*** Passage for review Section Begins ***
Ellen Reid's been threatening to do it for years, but it turns out Ben Darvill is the first of the Crash Test Dummies to release a solo album.

 In fact, Darvill has released two albums, one a trippy project called B. Darvill's Wild West Show, the other a blues-based collection he's dubbed Son of Dave.

 It's Son of Dave Darvill wants to talk about as he tucks into a cheeseburger and soup at The Bay's Paddlewheel Restaurant on a cold Winnipeg morning.

 "It's 10 songs I've been recording over the past several years, it's blues- and R&B-based, and I get to play harmonica on every song, which is just tremendous," he grins. "It's the harmonica player's revenge."

 Darvill has always loved the blues. He first cut his teeth in Winnipeg's musical milieu playing with young blues group The Detonators and haunting the late-night jams at the old Blue Note Cafe. On one memorable evening in 1987, a barely 20-year-old Ben shared the Note's stage with Neil Young.
*** Passage for review Section Ends ***
*** Recorded data Section Begins ***
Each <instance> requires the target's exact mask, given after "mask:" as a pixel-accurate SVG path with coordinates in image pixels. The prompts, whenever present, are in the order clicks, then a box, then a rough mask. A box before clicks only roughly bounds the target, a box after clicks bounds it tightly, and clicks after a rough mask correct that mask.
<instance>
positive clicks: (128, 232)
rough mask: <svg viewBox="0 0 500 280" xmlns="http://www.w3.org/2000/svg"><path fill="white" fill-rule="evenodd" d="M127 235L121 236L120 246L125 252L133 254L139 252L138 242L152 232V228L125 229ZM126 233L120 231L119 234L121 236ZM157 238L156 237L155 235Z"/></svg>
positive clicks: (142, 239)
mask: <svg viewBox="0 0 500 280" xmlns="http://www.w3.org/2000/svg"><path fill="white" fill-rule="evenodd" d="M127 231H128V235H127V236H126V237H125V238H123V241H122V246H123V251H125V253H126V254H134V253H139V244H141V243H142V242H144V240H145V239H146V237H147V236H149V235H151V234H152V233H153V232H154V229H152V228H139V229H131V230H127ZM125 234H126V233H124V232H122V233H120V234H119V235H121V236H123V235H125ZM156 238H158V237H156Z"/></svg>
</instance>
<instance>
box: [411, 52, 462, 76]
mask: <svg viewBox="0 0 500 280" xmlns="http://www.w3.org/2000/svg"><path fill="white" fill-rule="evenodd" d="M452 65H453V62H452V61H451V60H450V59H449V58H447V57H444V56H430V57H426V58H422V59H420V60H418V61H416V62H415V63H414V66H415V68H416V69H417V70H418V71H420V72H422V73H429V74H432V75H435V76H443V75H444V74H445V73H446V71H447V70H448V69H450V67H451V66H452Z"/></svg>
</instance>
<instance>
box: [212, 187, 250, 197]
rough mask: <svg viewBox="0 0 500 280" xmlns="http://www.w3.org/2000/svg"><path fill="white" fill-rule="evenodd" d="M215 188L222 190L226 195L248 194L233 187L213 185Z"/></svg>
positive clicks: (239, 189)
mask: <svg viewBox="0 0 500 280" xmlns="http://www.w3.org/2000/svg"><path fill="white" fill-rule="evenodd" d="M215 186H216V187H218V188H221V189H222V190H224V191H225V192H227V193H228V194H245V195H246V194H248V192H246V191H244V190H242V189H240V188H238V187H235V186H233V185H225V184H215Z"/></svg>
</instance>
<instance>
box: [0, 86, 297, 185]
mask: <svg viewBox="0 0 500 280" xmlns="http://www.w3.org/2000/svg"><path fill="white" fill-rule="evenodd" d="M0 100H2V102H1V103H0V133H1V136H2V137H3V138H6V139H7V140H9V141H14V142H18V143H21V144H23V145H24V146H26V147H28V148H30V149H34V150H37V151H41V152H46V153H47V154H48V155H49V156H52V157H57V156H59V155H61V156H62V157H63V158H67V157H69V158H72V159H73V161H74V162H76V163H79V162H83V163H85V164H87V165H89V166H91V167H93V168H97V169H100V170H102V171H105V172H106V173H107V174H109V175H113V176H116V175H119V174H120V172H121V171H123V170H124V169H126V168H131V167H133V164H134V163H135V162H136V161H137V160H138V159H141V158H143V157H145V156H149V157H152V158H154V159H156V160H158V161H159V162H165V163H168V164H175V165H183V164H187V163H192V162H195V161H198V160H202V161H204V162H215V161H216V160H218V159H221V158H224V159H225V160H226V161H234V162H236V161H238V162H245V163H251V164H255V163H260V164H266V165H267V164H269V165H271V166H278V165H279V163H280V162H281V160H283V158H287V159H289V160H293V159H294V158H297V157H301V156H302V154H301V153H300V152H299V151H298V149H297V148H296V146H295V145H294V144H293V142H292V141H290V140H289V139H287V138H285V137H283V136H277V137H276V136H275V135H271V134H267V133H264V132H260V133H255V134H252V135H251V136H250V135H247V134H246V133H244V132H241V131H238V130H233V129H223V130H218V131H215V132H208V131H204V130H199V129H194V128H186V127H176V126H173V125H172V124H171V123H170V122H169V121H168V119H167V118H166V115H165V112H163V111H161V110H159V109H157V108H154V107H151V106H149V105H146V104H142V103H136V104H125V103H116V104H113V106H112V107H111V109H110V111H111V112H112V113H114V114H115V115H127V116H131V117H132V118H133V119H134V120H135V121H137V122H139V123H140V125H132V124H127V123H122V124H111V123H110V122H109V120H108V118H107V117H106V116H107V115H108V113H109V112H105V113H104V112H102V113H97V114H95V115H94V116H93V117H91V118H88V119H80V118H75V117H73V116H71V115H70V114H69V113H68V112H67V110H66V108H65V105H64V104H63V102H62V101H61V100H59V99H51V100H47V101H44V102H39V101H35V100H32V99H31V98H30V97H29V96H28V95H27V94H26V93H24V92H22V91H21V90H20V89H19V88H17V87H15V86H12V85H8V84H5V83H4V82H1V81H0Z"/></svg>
*** Recorded data Section Ends ***
To do -
(1) In the piece on Ben Darvill, who shared the Blue Note Cafe stage with him one evening in 1987?
(2) Pick up the piece on Ben Darvill after its last sentence and carry it forward.

Results of the exercise -
(1) Neil Young

(2)
 His role in the Dummies, though, has not always called for blues harp. Darvill plays acoustic guitar, mandolin and adds percussion parts to the Dummies' sound and says, while he loves his main gig, he's pleased to be able to express himself as a solo player.

 "This is me, this is a record I want to spend time touring with and trying to get on the radio with," he says.

 Darvill's prime collaborator on the Son of Dave project is English singer and songwriter Stephen Patman, who played with trance-pop group Chapterhouse in the early '90s. The two met while Darvill was living in London, England, and have since become fast friends.

  Son of Dave's two best songs are a blend of the modern and the traditional. Devil Take My Soul features a funky backbeat, distorted blues guitar and the soaring vocals of Toronto singer and actress Dorion Davis. Mojo is a self-deprecating look at Ben's lack of blues pedigree interspersed with archival snippets of conversation between Memphis Slim, Big Bill Broonzy and Sonny Boy Williamson.

 Both Darvill's albums have been released by Husky Records, his own company, and he plans to both make a video and launch a cross-country Son of Dave tour this summer.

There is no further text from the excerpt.